> Records from a data source:
++++++

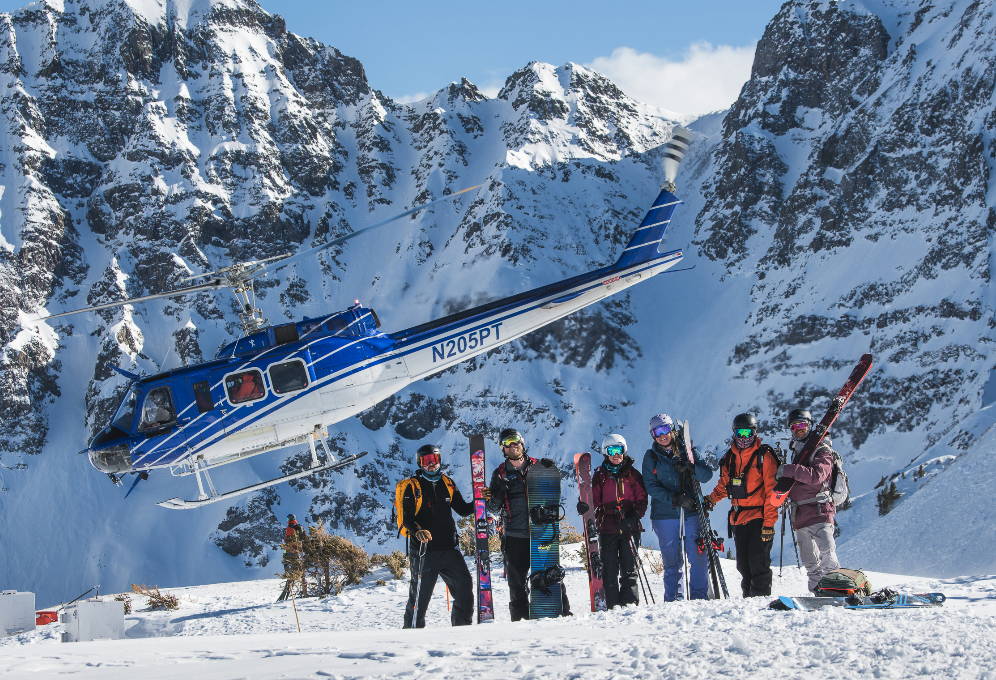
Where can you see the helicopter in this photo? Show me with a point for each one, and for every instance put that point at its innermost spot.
(283, 385)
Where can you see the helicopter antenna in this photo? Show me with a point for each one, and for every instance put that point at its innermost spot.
(239, 277)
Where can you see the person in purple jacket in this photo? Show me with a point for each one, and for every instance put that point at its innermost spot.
(810, 503)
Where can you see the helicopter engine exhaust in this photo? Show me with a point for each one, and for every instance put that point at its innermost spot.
(674, 152)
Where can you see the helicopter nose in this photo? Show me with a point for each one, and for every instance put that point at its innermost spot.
(113, 459)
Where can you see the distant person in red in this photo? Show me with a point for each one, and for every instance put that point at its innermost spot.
(294, 538)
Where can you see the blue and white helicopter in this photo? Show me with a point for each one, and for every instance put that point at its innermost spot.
(284, 385)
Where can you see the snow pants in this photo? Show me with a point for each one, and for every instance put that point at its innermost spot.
(753, 558)
(669, 536)
(516, 552)
(619, 568)
(817, 550)
(448, 565)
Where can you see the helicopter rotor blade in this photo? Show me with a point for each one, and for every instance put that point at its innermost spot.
(246, 267)
(328, 244)
(213, 285)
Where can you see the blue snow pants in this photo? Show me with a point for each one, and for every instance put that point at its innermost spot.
(668, 535)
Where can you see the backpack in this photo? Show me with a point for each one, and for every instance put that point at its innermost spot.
(402, 489)
(843, 582)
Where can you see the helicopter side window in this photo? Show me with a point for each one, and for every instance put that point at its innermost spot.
(125, 413)
(245, 386)
(202, 395)
(289, 376)
(157, 410)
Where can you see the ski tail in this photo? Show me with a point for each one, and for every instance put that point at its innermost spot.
(646, 242)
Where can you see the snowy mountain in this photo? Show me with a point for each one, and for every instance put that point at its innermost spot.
(844, 205)
(236, 630)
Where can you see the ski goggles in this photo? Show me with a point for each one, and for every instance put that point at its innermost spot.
(661, 430)
(430, 459)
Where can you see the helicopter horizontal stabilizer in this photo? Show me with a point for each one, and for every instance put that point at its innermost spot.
(181, 504)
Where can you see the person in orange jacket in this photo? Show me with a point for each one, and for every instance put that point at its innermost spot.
(747, 478)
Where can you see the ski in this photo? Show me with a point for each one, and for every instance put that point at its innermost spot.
(485, 603)
(596, 584)
(545, 573)
(885, 599)
(708, 540)
(785, 484)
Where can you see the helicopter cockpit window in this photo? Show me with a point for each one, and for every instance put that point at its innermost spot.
(125, 413)
(245, 386)
(289, 376)
(157, 410)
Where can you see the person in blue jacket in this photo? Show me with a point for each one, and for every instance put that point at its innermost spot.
(668, 481)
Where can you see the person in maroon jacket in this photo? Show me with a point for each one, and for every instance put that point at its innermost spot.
(810, 503)
(620, 502)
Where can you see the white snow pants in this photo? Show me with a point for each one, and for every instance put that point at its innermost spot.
(817, 550)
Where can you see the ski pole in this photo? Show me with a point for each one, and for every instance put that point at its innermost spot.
(418, 581)
(684, 557)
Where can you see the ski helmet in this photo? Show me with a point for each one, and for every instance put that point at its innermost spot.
(660, 420)
(425, 450)
(613, 440)
(745, 420)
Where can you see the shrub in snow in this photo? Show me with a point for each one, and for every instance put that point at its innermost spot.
(157, 599)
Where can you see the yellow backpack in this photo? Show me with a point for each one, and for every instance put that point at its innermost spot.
(410, 486)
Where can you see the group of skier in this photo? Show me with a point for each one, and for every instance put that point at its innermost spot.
(749, 471)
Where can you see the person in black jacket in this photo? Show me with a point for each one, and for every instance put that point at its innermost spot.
(428, 502)
(507, 495)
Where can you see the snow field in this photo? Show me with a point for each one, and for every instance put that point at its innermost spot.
(236, 630)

++++++

> About this exercise:
I need exact copies of the lines from the one holding "Where can you see the yellow" through the end of the records above, and nothing beyond them.

> Problem solution:
Where can you see the yellow backpack in this photo? Show me with a point for each one, and for every instance put that point at its innermost spot.
(410, 486)
Where can you see the group of skier in this photo? Show me with a point for each one, and for every instance put that point at its innermost spot.
(749, 471)
Where can you see the person in black jacket in this photo? Show me with a point for each one, and for every instance put that point at its innermost spot.
(428, 502)
(507, 495)
Where can you see the snow field in this photo? Show me with a point for each one, and for every instance put that point at its innermost spot.
(236, 630)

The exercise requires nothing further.